■ REQUIREMENTS: Scale the items from the line with "out the parsley" up to and including the line with "[(252, 130)]", copying every line in full and changing only the answer coordinates. Multiply each answer coordinate by 2.5 and round to a whole number, with halves rounded up, and leave the sample coordinates as they are.

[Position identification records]
──────────

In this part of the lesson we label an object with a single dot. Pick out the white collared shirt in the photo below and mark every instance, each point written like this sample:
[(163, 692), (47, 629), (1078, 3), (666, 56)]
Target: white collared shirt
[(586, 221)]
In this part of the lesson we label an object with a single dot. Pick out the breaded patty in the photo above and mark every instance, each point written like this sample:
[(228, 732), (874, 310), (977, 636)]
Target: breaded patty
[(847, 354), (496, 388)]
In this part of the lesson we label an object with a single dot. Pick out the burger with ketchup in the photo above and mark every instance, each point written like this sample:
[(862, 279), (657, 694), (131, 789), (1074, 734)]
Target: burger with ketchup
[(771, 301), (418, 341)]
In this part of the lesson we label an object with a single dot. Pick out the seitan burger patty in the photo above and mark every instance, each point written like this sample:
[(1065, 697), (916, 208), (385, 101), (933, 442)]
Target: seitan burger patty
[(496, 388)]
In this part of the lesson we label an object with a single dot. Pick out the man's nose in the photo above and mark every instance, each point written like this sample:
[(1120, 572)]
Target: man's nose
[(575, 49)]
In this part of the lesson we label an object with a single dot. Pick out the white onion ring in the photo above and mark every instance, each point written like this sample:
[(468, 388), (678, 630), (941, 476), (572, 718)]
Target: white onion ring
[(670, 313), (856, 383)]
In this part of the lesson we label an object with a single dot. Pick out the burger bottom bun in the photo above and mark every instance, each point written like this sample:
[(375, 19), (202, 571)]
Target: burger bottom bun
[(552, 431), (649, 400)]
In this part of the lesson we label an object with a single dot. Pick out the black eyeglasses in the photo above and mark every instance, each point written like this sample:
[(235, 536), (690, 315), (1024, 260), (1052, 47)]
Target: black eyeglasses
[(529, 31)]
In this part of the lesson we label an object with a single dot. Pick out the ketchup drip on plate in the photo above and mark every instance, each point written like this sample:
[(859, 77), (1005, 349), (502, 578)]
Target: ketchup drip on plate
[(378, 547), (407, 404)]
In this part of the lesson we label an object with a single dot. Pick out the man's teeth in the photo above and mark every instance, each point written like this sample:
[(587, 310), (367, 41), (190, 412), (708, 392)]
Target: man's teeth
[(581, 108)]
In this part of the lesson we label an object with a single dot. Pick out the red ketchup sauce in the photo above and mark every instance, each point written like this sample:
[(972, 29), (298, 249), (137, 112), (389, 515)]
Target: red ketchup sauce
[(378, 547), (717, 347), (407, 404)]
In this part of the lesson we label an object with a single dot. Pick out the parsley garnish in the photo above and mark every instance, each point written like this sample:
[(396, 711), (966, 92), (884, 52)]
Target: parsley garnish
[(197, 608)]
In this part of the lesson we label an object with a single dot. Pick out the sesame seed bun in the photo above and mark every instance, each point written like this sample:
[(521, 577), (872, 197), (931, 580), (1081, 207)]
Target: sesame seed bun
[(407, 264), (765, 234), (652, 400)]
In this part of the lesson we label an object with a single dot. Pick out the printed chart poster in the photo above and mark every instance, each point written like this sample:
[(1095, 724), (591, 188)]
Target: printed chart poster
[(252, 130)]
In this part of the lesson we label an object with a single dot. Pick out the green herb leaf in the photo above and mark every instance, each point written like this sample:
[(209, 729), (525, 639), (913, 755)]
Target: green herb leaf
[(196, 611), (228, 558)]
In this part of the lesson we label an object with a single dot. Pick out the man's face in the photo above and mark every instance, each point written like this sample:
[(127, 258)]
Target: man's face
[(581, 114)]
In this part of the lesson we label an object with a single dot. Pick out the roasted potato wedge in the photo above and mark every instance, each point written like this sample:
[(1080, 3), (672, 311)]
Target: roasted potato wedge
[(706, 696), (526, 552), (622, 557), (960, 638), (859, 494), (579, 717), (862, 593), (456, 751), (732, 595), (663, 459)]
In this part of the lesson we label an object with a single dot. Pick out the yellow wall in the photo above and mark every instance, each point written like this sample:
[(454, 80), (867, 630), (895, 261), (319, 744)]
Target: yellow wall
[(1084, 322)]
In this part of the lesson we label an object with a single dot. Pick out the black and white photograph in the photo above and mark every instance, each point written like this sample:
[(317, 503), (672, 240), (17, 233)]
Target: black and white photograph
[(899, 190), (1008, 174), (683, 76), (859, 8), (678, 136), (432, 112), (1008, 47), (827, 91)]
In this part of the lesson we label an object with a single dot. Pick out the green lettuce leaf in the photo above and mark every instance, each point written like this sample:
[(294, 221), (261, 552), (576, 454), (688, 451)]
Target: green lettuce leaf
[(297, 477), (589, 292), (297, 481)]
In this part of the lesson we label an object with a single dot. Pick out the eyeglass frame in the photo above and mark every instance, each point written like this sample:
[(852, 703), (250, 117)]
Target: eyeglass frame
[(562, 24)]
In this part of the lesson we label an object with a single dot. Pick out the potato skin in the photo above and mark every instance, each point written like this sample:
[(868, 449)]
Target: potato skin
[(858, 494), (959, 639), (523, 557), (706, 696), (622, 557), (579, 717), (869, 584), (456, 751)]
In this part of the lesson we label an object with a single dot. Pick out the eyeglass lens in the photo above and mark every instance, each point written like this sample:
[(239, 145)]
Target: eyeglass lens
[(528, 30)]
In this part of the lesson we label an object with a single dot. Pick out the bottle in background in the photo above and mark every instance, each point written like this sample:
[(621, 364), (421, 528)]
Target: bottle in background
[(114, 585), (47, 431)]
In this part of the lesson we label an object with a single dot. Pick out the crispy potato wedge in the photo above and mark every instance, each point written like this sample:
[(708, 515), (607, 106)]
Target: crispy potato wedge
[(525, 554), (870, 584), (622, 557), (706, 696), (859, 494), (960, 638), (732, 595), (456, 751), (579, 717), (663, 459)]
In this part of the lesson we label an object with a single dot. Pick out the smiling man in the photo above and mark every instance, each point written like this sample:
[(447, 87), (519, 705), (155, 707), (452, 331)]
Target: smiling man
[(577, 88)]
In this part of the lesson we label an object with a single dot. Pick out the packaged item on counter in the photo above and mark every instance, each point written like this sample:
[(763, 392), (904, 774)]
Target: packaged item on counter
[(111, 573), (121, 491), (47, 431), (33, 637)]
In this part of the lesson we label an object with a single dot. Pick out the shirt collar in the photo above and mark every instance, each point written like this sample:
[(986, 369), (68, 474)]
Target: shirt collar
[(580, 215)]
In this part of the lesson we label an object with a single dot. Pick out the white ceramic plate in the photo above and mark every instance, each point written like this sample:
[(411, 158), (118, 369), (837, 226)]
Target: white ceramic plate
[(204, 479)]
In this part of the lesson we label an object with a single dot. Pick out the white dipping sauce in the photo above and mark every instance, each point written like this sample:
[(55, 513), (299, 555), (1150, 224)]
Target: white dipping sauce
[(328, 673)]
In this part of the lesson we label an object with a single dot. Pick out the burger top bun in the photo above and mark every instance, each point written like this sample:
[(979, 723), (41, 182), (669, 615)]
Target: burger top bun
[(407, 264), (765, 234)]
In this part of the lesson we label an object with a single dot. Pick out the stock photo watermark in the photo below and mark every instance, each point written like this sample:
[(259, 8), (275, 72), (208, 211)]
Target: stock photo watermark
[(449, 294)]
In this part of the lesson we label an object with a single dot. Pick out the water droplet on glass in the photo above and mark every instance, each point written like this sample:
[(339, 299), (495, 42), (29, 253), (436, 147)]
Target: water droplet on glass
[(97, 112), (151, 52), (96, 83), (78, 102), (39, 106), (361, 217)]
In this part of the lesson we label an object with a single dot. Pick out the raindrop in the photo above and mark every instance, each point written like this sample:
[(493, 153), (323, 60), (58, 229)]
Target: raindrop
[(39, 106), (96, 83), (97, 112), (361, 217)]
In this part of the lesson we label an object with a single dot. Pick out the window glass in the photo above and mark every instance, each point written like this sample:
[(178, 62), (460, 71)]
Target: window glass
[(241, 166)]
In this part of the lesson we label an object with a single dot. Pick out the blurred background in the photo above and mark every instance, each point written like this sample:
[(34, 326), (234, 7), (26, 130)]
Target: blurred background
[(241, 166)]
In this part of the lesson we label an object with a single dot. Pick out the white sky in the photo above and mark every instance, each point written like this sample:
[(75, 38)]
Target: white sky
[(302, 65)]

──────────

■ SOLVED EXERCISE:
In this part of the lesson we label an object with a single dot. Pick out the parsley garnish in the photo above and mark every instance, each point written like this sample:
[(396, 711), (966, 92), (884, 52)]
Target: parsley garnish
[(493, 1520)]
In this part of the lesson we label an object with a single dot. Pick out the sesame seed bun in the photo above and mark every instance, each point written like this sample:
[(521, 577), (872, 197), (931, 580), (1081, 207)]
Target: sesame seed bun
[(1018, 660), (1913, 585), (1630, 1000)]
In this part of the lesson we label an object with a single dot. Pick out the printed chart poster in the photo above and mark every instance, each point written like this sample:
[(1095, 724), (591, 188)]
Target: printed chart poster
[(630, 325)]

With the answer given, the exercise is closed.